*WHAT TO PRODUCE*. Report each line in the records below that contains the word "wooden", copying every such line in full.

*RAW RECORDS*.
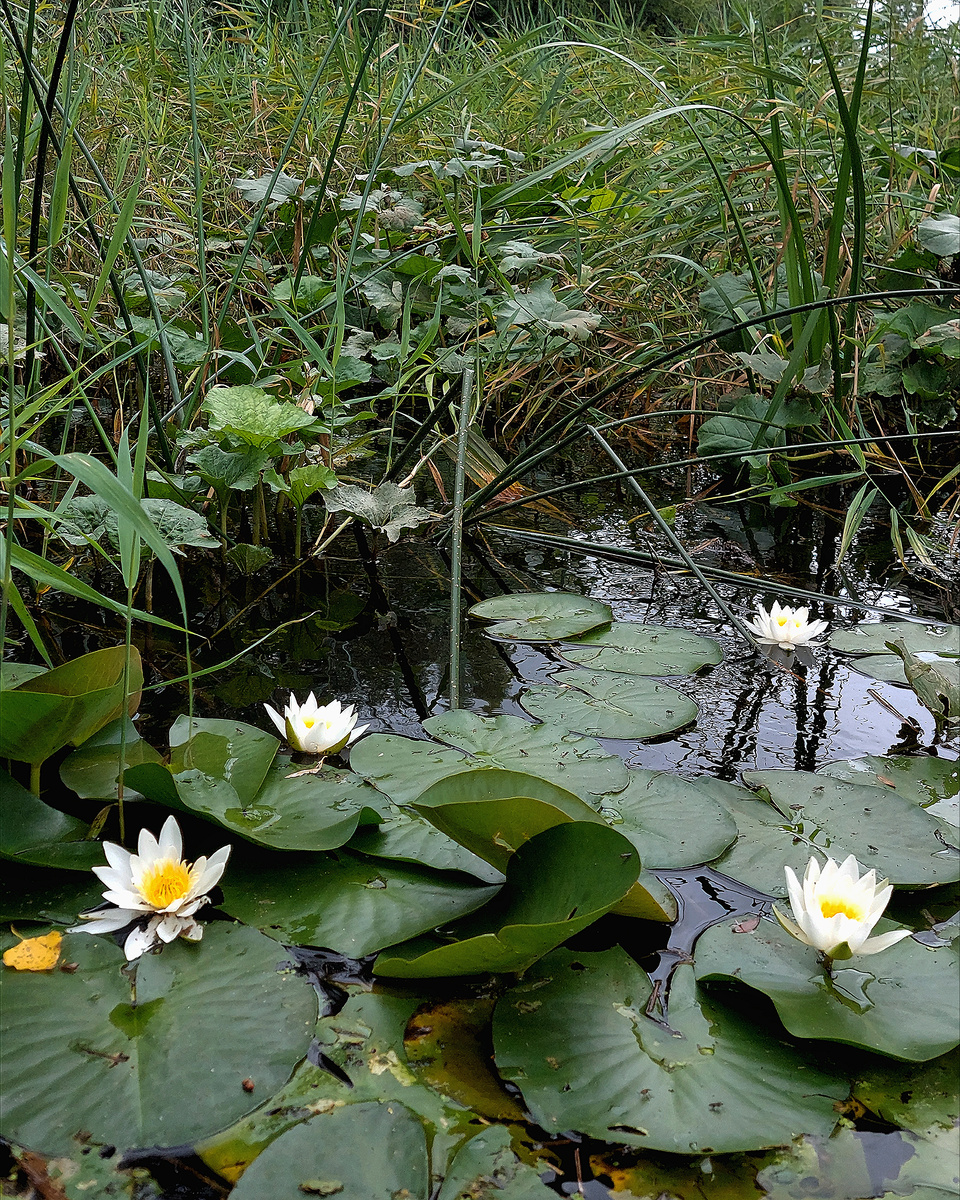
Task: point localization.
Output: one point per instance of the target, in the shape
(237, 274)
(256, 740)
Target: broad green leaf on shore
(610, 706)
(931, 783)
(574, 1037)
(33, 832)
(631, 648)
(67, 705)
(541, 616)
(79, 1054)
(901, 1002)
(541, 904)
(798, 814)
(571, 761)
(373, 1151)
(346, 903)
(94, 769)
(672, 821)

...

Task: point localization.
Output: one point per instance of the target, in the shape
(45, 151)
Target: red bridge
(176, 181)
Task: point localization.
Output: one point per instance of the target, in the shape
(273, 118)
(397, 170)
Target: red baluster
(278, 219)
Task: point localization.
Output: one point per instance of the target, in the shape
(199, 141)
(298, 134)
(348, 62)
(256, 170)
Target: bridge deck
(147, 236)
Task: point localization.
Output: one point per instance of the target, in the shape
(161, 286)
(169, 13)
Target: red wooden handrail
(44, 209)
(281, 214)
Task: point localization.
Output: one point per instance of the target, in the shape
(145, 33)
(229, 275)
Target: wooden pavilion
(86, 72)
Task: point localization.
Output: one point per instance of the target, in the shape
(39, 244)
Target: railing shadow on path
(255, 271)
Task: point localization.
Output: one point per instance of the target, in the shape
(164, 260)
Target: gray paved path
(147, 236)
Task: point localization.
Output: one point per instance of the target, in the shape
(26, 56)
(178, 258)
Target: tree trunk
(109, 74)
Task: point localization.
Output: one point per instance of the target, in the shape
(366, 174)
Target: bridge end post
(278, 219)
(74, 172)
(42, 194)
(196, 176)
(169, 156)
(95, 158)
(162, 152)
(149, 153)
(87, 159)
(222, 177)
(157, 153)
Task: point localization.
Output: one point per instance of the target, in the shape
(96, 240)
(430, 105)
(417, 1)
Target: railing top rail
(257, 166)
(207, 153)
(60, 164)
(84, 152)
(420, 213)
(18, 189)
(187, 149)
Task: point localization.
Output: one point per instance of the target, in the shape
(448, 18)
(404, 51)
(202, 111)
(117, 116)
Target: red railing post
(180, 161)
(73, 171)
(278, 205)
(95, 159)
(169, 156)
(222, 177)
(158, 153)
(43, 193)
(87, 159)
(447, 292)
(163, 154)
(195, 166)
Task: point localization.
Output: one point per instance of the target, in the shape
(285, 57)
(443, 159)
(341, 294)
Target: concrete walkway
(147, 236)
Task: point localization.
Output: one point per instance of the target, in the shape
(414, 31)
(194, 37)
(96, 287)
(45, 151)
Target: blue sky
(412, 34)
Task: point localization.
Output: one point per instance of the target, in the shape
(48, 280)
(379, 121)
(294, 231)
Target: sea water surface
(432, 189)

*TASK RESULT*.
Target: red wooden handrail
Target: wooden pavilion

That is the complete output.